* _WHAT THE TASK REQUIRES_:
Pull every line from the data below that contains the string "light", and copy each one in full.

* _GIVEN ENTRIES_:

+++

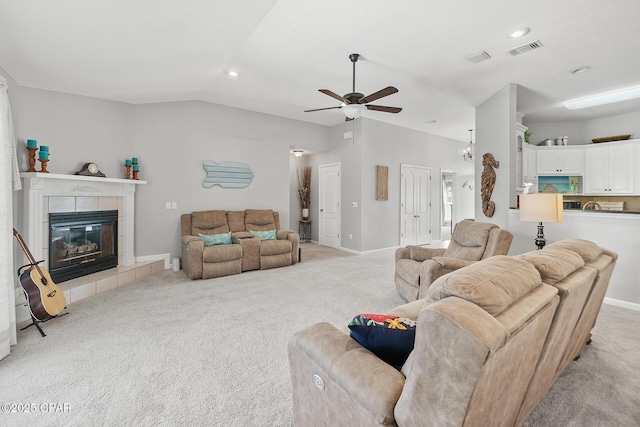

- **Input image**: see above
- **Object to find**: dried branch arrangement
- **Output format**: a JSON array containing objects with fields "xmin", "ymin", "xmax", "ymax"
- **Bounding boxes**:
[{"xmin": 298, "ymin": 166, "xmax": 311, "ymax": 209}]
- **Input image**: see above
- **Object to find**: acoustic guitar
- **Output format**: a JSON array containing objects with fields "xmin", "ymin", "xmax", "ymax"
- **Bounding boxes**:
[{"xmin": 13, "ymin": 228, "xmax": 67, "ymax": 321}]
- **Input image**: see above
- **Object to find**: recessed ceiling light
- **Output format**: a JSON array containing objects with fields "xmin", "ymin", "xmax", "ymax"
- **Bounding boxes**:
[
  {"xmin": 564, "ymin": 86, "xmax": 640, "ymax": 110},
  {"xmin": 509, "ymin": 27, "xmax": 531, "ymax": 39},
  {"xmin": 571, "ymin": 67, "xmax": 591, "ymax": 74}
]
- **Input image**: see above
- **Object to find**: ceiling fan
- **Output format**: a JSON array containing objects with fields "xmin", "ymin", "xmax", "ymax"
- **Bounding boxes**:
[{"xmin": 305, "ymin": 53, "xmax": 402, "ymax": 121}]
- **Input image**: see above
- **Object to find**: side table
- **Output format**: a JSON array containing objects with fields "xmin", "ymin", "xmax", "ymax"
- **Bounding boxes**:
[{"xmin": 298, "ymin": 219, "xmax": 311, "ymax": 242}]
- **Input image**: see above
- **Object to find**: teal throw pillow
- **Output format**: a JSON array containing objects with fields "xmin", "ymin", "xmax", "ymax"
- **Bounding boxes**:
[
  {"xmin": 198, "ymin": 232, "xmax": 231, "ymax": 246},
  {"xmin": 249, "ymin": 229, "xmax": 276, "ymax": 240}
]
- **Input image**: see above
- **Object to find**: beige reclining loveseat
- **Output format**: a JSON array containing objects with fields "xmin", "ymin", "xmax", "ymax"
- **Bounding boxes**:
[
  {"xmin": 288, "ymin": 239, "xmax": 617, "ymax": 427},
  {"xmin": 180, "ymin": 209, "xmax": 300, "ymax": 279}
]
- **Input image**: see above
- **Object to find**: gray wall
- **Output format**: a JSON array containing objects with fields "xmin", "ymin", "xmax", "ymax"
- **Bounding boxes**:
[
  {"xmin": 5, "ymin": 69, "xmax": 331, "ymax": 256},
  {"xmin": 302, "ymin": 118, "xmax": 478, "ymax": 251},
  {"xmin": 135, "ymin": 101, "xmax": 329, "ymax": 256}
]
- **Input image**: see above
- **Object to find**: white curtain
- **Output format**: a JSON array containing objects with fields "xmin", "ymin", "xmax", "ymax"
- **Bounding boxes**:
[{"xmin": 0, "ymin": 76, "xmax": 21, "ymax": 359}]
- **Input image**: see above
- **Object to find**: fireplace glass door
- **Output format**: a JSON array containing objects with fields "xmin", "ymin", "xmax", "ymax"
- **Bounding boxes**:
[{"xmin": 49, "ymin": 210, "xmax": 118, "ymax": 282}]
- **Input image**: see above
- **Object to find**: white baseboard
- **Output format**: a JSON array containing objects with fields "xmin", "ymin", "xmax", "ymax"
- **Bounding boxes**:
[
  {"xmin": 602, "ymin": 297, "xmax": 640, "ymax": 311},
  {"xmin": 136, "ymin": 254, "xmax": 171, "ymax": 270}
]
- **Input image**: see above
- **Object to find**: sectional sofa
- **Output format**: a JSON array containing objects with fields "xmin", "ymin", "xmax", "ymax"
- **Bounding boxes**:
[{"xmin": 288, "ymin": 239, "xmax": 617, "ymax": 427}]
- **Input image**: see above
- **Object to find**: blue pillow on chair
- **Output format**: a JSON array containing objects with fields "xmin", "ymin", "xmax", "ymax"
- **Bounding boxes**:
[
  {"xmin": 348, "ymin": 314, "xmax": 417, "ymax": 366},
  {"xmin": 198, "ymin": 232, "xmax": 231, "ymax": 246}
]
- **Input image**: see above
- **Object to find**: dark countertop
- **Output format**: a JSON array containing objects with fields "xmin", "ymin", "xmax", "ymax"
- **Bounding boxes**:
[{"xmin": 509, "ymin": 208, "xmax": 640, "ymax": 214}]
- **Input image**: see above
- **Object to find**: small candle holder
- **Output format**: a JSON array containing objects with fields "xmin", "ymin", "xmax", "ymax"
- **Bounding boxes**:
[
  {"xmin": 38, "ymin": 159, "xmax": 49, "ymax": 173},
  {"xmin": 27, "ymin": 147, "xmax": 38, "ymax": 172}
]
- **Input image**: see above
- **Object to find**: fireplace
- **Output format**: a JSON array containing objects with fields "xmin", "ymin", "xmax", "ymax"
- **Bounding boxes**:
[{"xmin": 49, "ymin": 210, "xmax": 118, "ymax": 283}]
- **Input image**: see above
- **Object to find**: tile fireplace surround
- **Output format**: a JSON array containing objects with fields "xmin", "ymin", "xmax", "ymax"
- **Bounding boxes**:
[{"xmin": 16, "ymin": 172, "xmax": 159, "ymax": 322}]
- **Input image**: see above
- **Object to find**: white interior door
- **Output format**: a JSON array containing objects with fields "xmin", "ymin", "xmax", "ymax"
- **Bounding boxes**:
[
  {"xmin": 318, "ymin": 163, "xmax": 341, "ymax": 248},
  {"xmin": 400, "ymin": 165, "xmax": 431, "ymax": 246},
  {"xmin": 440, "ymin": 169, "xmax": 457, "ymax": 240}
]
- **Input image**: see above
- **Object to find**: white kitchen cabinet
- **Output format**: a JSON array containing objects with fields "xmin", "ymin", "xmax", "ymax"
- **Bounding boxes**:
[
  {"xmin": 536, "ymin": 147, "xmax": 584, "ymax": 175},
  {"xmin": 516, "ymin": 123, "xmax": 527, "ymax": 191},
  {"xmin": 522, "ymin": 144, "xmax": 537, "ymax": 180},
  {"xmin": 584, "ymin": 143, "xmax": 635, "ymax": 194}
]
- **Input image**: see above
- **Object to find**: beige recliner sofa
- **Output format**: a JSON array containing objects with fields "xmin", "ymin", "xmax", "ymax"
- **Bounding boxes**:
[
  {"xmin": 180, "ymin": 209, "xmax": 300, "ymax": 279},
  {"xmin": 395, "ymin": 219, "xmax": 513, "ymax": 301},
  {"xmin": 288, "ymin": 239, "xmax": 617, "ymax": 426}
]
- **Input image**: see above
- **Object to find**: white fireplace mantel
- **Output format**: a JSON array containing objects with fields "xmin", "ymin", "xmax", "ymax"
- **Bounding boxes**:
[{"xmin": 20, "ymin": 172, "xmax": 147, "ymax": 265}]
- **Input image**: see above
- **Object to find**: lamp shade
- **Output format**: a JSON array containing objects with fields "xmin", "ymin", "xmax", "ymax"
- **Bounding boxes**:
[{"xmin": 520, "ymin": 193, "xmax": 563, "ymax": 222}]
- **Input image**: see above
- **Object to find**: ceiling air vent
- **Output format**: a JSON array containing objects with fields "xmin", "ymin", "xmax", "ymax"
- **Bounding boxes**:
[
  {"xmin": 467, "ymin": 51, "xmax": 491, "ymax": 64},
  {"xmin": 507, "ymin": 40, "xmax": 544, "ymax": 56}
]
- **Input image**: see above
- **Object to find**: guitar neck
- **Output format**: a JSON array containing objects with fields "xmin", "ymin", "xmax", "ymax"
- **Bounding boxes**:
[{"xmin": 13, "ymin": 228, "xmax": 38, "ymax": 268}]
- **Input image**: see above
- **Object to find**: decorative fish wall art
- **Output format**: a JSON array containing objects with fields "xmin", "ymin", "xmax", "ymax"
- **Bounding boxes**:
[{"xmin": 202, "ymin": 160, "xmax": 253, "ymax": 188}]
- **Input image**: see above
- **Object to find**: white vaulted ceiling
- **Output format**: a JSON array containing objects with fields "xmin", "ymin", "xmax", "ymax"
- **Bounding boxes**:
[{"xmin": 0, "ymin": 0, "xmax": 640, "ymax": 141}]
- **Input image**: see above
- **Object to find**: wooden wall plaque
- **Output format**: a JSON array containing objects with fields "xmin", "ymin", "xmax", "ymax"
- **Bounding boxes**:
[{"xmin": 376, "ymin": 165, "xmax": 389, "ymax": 200}]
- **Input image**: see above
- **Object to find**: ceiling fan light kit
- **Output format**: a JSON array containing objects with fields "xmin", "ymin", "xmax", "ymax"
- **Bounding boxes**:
[
  {"xmin": 305, "ymin": 53, "xmax": 402, "ymax": 121},
  {"xmin": 342, "ymin": 104, "xmax": 367, "ymax": 119}
]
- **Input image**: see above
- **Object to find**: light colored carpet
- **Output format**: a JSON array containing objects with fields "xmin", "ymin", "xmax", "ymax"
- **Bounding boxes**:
[{"xmin": 0, "ymin": 243, "xmax": 640, "ymax": 427}]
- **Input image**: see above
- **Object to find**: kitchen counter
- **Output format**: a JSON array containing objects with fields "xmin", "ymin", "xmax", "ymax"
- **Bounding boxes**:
[
  {"xmin": 506, "ymin": 209, "xmax": 640, "ymax": 310},
  {"xmin": 509, "ymin": 208, "xmax": 640, "ymax": 215}
]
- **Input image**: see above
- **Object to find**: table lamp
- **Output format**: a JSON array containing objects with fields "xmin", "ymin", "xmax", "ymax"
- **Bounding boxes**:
[{"xmin": 520, "ymin": 193, "xmax": 563, "ymax": 249}]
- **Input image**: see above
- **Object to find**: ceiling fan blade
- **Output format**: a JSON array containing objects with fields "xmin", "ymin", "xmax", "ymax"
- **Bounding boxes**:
[
  {"xmin": 365, "ymin": 105, "xmax": 402, "ymax": 113},
  {"xmin": 318, "ymin": 89, "xmax": 349, "ymax": 104},
  {"xmin": 358, "ymin": 86, "xmax": 398, "ymax": 104},
  {"xmin": 304, "ymin": 107, "xmax": 342, "ymax": 113}
]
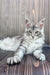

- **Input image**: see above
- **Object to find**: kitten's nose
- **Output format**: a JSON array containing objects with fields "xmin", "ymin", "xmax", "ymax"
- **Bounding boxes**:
[{"xmin": 32, "ymin": 36, "xmax": 34, "ymax": 38}]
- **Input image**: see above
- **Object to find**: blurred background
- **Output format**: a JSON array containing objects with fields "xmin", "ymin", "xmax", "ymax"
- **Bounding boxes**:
[{"xmin": 0, "ymin": 0, "xmax": 50, "ymax": 45}]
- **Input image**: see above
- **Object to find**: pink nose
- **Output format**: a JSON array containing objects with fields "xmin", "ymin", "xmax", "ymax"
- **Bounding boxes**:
[{"xmin": 32, "ymin": 36, "xmax": 34, "ymax": 38}]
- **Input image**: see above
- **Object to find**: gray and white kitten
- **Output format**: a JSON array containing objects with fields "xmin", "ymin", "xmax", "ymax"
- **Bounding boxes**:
[
  {"xmin": 0, "ymin": 19, "xmax": 46, "ymax": 64},
  {"xmin": 7, "ymin": 19, "xmax": 46, "ymax": 64}
]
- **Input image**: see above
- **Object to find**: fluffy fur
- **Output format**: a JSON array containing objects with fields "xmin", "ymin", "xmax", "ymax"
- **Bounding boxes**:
[{"xmin": 0, "ymin": 19, "xmax": 46, "ymax": 64}]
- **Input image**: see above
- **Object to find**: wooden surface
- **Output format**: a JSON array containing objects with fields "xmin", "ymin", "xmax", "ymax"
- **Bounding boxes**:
[
  {"xmin": 0, "ymin": 47, "xmax": 50, "ymax": 75},
  {"xmin": 0, "ymin": 55, "xmax": 50, "ymax": 75},
  {"xmin": 0, "ymin": 0, "xmax": 50, "ymax": 44}
]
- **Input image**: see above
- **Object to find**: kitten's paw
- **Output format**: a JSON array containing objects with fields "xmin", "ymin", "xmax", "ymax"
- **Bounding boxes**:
[
  {"xmin": 39, "ymin": 54, "xmax": 46, "ymax": 61},
  {"xmin": 7, "ymin": 56, "xmax": 21, "ymax": 64}
]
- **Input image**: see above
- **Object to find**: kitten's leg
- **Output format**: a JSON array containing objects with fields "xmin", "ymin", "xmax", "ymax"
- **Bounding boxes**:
[
  {"xmin": 33, "ymin": 50, "xmax": 46, "ymax": 61},
  {"xmin": 7, "ymin": 46, "xmax": 25, "ymax": 64}
]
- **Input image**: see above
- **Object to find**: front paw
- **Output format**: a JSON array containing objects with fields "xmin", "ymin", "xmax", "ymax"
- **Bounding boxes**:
[
  {"xmin": 39, "ymin": 54, "xmax": 46, "ymax": 61},
  {"xmin": 7, "ymin": 56, "xmax": 21, "ymax": 64}
]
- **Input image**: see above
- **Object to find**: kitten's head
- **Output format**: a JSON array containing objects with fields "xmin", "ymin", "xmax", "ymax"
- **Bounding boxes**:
[{"xmin": 25, "ymin": 19, "xmax": 45, "ymax": 39}]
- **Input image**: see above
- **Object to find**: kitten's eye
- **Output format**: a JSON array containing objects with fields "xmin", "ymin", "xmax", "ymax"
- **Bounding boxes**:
[
  {"xmin": 29, "ymin": 30, "xmax": 32, "ymax": 33},
  {"xmin": 35, "ymin": 31, "xmax": 39, "ymax": 34}
]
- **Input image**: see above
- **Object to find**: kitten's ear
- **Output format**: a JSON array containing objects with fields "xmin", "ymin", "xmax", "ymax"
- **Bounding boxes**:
[
  {"xmin": 26, "ymin": 18, "xmax": 31, "ymax": 28},
  {"xmin": 39, "ymin": 18, "xmax": 46, "ymax": 29}
]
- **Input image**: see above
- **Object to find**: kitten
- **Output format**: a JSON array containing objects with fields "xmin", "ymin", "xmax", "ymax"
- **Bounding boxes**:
[{"xmin": 7, "ymin": 19, "xmax": 46, "ymax": 64}]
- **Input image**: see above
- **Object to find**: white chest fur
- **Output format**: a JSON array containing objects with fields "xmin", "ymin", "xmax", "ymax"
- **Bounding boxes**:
[{"xmin": 22, "ymin": 37, "xmax": 44, "ymax": 54}]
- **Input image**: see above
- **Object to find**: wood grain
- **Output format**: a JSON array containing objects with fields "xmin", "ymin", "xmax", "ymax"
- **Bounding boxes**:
[{"xmin": 0, "ymin": 0, "xmax": 50, "ymax": 44}]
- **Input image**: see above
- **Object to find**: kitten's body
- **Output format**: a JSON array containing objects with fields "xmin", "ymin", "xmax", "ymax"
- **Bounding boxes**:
[{"xmin": 0, "ymin": 18, "xmax": 45, "ymax": 64}]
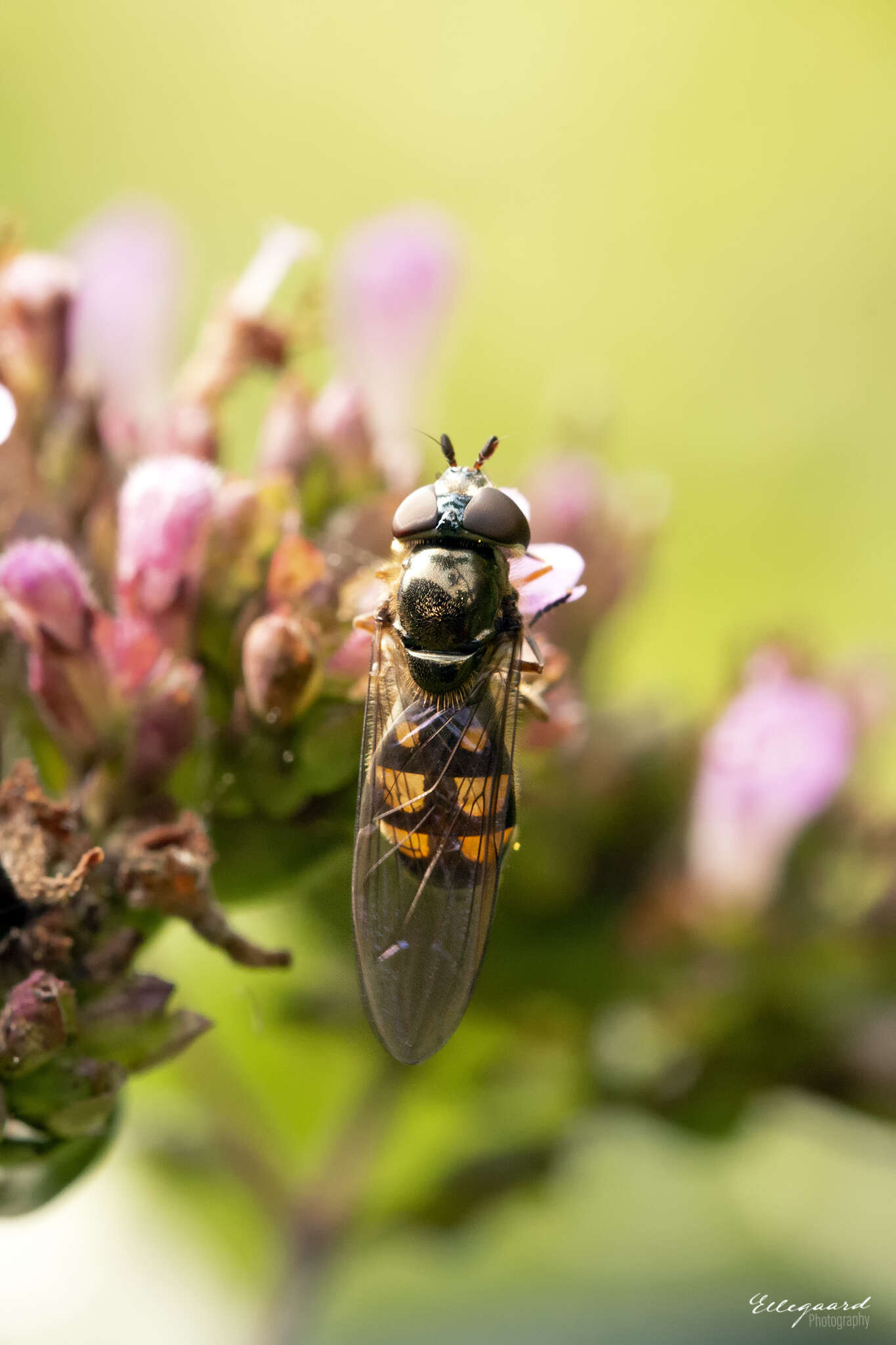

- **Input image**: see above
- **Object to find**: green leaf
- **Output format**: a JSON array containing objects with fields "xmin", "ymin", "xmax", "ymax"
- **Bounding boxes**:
[{"xmin": 0, "ymin": 1111, "xmax": 118, "ymax": 1217}]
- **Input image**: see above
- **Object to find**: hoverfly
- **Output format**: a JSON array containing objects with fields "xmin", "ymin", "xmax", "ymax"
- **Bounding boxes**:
[{"xmin": 352, "ymin": 435, "xmax": 566, "ymax": 1064}]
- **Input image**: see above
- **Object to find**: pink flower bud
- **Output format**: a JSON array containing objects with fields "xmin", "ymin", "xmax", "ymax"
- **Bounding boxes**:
[
  {"xmin": 330, "ymin": 208, "xmax": 459, "ymax": 489},
  {"xmin": 152, "ymin": 401, "xmax": 218, "ymax": 463},
  {"xmin": 0, "ymin": 538, "xmax": 96, "ymax": 652},
  {"xmin": 309, "ymin": 378, "xmax": 371, "ymax": 461},
  {"xmin": 93, "ymin": 612, "xmax": 167, "ymax": 699},
  {"xmin": 258, "ymin": 380, "xmax": 314, "ymax": 476},
  {"xmin": 688, "ymin": 672, "xmax": 856, "ymax": 908},
  {"xmin": 0, "ymin": 253, "xmax": 77, "ymax": 397},
  {"xmin": 0, "ymin": 384, "xmax": 19, "ymax": 444},
  {"xmin": 243, "ymin": 612, "xmax": 318, "ymax": 724},
  {"xmin": 511, "ymin": 542, "xmax": 584, "ymax": 619},
  {"xmin": 67, "ymin": 202, "xmax": 185, "ymax": 433},
  {"xmin": 129, "ymin": 659, "xmax": 202, "ymax": 783},
  {"xmin": 117, "ymin": 456, "xmax": 221, "ymax": 647}
]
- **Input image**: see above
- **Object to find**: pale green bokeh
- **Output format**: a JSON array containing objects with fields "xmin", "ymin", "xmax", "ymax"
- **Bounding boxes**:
[{"xmin": 0, "ymin": 0, "xmax": 896, "ymax": 703}]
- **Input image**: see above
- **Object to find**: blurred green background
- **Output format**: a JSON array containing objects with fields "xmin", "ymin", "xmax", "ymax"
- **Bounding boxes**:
[{"xmin": 0, "ymin": 0, "xmax": 896, "ymax": 1345}]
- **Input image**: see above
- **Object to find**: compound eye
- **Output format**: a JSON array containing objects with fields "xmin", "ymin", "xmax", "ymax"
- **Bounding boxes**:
[
  {"xmin": 463, "ymin": 485, "xmax": 530, "ymax": 550},
  {"xmin": 393, "ymin": 485, "xmax": 439, "ymax": 537}
]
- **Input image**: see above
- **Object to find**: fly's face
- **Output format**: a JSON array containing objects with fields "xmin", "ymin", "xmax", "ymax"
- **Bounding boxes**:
[
  {"xmin": 393, "ymin": 440, "xmax": 529, "ymax": 694},
  {"xmin": 393, "ymin": 466, "xmax": 529, "ymax": 554}
]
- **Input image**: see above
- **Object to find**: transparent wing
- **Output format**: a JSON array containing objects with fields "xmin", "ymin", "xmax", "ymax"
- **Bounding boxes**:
[{"xmin": 352, "ymin": 625, "xmax": 521, "ymax": 1064}]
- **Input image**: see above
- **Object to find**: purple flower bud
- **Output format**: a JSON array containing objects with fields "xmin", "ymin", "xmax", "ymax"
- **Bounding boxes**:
[
  {"xmin": 258, "ymin": 380, "xmax": 314, "ymax": 476},
  {"xmin": 309, "ymin": 378, "xmax": 371, "ymax": 461},
  {"xmin": 67, "ymin": 202, "xmax": 185, "ymax": 431},
  {"xmin": 688, "ymin": 671, "xmax": 856, "ymax": 908},
  {"xmin": 326, "ymin": 627, "xmax": 372, "ymax": 679},
  {"xmin": 243, "ymin": 612, "xmax": 320, "ymax": 724},
  {"xmin": 117, "ymin": 456, "xmax": 221, "ymax": 647},
  {"xmin": 0, "ymin": 538, "xmax": 96, "ymax": 652},
  {"xmin": 0, "ymin": 253, "xmax": 77, "ymax": 397},
  {"xmin": 330, "ymin": 208, "xmax": 459, "ymax": 489},
  {"xmin": 93, "ymin": 612, "xmax": 171, "ymax": 701},
  {"xmin": 0, "ymin": 971, "xmax": 75, "ymax": 1074},
  {"xmin": 129, "ymin": 659, "xmax": 202, "ymax": 783}
]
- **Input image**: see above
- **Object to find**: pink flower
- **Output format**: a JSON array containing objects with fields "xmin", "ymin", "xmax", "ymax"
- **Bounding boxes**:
[
  {"xmin": 117, "ymin": 456, "xmax": 221, "ymax": 647},
  {"xmin": 511, "ymin": 542, "xmax": 584, "ymax": 620},
  {"xmin": 309, "ymin": 378, "xmax": 371, "ymax": 461},
  {"xmin": 0, "ymin": 384, "xmax": 19, "ymax": 444},
  {"xmin": 0, "ymin": 252, "xmax": 78, "ymax": 397},
  {"xmin": 243, "ymin": 612, "xmax": 318, "ymax": 724},
  {"xmin": 502, "ymin": 485, "xmax": 586, "ymax": 621},
  {"xmin": 330, "ymin": 207, "xmax": 459, "ymax": 488},
  {"xmin": 67, "ymin": 202, "xmax": 185, "ymax": 439},
  {"xmin": 0, "ymin": 537, "xmax": 96, "ymax": 652},
  {"xmin": 688, "ymin": 669, "xmax": 856, "ymax": 906}
]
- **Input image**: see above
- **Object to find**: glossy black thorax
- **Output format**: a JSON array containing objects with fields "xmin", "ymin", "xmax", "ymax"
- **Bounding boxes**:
[
  {"xmin": 393, "ymin": 466, "xmax": 529, "ymax": 695},
  {"xmin": 395, "ymin": 542, "xmax": 508, "ymax": 695}
]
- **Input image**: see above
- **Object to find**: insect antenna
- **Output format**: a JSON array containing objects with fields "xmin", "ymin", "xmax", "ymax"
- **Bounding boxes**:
[
  {"xmin": 439, "ymin": 435, "xmax": 457, "ymax": 467},
  {"xmin": 473, "ymin": 435, "xmax": 501, "ymax": 472}
]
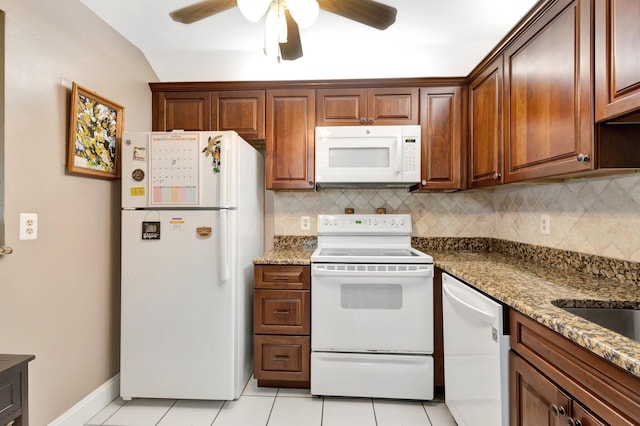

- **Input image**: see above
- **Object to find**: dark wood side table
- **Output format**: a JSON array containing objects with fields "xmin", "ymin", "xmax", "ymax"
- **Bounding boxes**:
[{"xmin": 0, "ymin": 354, "xmax": 35, "ymax": 426}]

+++

* _RESPONSE FOR THIS EXERCISE_:
- **Object to find**: recessed ceiling light
- **Object to find**: ceiling fan light kit
- **Object to find**: light colored carpet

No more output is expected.